> **AVAILABLE DATA**:
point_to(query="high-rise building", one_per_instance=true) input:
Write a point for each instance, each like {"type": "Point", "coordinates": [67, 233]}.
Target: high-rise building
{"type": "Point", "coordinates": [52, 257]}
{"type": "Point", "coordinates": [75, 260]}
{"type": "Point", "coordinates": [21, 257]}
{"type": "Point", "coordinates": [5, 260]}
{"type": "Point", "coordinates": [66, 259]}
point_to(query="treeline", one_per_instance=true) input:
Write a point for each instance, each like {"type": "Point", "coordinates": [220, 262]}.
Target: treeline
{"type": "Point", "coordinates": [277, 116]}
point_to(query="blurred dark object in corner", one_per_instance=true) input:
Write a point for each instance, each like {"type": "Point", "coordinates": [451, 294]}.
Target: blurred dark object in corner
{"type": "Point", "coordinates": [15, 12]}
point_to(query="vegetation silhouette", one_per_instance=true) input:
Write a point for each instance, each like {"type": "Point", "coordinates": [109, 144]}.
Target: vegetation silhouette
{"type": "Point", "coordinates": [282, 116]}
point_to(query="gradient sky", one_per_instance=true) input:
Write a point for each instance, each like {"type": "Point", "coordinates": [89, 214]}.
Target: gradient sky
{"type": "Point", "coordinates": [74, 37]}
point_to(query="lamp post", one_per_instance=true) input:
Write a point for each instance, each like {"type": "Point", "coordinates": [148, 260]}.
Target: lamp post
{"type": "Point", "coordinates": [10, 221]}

--

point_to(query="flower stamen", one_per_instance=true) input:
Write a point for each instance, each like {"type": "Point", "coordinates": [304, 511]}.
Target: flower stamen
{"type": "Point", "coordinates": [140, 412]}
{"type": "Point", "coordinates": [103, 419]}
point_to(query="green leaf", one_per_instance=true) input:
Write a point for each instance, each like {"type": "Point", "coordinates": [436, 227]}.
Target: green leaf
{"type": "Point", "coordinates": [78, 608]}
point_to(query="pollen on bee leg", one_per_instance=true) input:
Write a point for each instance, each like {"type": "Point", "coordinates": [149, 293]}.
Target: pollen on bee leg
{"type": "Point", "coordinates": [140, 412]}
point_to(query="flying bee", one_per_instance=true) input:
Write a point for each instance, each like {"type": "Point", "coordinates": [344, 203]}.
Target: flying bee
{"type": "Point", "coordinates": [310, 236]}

> **YOUR OBJECTIVE**: Please list every line of the records that contains the word "lamp".

> **FINISHED ANSWER**:
point_to(query="lamp post", one_per_instance=true) input:
Target: lamp post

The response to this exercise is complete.